* [GOAL OF THE EXERCISE]: From the data below, report how many lines contain the word "post", giving the number and nothing else.

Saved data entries
──────
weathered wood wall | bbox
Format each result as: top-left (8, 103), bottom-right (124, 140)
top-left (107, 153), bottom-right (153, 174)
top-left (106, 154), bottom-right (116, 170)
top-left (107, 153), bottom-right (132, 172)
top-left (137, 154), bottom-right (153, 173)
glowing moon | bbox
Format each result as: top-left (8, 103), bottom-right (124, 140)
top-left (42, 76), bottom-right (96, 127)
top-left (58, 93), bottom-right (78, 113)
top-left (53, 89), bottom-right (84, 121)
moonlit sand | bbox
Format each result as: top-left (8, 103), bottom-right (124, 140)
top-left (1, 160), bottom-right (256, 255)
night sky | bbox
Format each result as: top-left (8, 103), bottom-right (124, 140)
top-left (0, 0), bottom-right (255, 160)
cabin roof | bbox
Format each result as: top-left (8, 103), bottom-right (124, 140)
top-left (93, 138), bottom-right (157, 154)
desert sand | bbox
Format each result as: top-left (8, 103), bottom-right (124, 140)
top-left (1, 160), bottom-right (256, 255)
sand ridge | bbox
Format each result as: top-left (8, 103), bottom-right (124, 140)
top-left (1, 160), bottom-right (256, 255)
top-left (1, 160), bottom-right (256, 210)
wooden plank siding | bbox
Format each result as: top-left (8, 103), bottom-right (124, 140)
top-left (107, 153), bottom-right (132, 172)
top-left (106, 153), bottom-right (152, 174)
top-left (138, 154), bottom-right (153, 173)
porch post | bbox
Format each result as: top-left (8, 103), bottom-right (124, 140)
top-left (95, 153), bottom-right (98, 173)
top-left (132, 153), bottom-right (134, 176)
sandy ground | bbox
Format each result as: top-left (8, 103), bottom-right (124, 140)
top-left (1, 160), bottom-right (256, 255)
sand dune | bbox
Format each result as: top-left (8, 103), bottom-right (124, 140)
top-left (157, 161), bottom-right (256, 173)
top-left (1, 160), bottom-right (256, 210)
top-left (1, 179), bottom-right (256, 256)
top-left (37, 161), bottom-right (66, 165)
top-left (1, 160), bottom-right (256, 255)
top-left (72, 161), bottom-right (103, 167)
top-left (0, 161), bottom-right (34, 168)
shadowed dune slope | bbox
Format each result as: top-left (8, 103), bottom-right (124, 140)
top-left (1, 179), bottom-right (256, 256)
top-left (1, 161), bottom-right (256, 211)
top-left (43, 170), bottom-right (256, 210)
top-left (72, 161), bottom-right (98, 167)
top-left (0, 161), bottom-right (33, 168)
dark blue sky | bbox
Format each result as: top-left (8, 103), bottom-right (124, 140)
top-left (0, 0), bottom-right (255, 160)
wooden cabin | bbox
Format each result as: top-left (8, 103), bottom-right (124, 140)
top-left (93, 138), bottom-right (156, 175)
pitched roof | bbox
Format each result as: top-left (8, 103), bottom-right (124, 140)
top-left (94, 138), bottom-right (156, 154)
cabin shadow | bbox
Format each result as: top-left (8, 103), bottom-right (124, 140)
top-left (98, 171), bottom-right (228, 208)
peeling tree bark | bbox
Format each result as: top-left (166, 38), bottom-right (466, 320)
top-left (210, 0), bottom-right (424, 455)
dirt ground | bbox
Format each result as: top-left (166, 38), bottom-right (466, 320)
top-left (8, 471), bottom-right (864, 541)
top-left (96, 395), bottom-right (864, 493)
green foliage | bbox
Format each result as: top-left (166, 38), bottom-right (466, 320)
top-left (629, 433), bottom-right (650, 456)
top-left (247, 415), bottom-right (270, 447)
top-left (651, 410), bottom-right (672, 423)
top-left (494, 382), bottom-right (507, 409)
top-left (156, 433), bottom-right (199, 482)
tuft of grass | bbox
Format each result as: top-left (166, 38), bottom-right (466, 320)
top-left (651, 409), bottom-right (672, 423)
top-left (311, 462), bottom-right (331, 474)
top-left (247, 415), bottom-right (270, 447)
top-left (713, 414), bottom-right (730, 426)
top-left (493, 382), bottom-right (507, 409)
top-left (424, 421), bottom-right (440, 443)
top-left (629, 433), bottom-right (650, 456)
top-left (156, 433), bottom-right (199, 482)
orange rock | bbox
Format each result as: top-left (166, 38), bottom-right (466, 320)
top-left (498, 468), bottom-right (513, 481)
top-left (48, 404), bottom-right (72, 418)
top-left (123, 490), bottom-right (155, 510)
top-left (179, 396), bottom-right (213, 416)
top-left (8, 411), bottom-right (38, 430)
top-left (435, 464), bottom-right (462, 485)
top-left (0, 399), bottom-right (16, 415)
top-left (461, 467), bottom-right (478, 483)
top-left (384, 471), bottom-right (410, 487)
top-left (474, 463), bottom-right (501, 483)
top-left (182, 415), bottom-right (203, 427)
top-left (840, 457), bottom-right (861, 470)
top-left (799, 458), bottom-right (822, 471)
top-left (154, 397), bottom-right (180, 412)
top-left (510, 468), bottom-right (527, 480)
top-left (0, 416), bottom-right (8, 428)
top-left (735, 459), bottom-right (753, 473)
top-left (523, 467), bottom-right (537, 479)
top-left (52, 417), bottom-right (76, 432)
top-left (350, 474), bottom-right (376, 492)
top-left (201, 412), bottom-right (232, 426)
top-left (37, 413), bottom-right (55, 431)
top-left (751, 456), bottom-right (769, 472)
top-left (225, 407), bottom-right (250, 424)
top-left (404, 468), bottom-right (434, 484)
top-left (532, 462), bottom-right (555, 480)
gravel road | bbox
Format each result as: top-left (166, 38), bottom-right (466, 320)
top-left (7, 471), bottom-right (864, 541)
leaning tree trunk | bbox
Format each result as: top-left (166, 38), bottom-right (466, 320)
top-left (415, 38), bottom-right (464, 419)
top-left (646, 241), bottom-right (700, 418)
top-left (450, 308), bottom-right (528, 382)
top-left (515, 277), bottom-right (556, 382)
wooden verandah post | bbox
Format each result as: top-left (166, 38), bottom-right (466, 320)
──────
* [ANSWER FOR THIS EXERCISE]: 2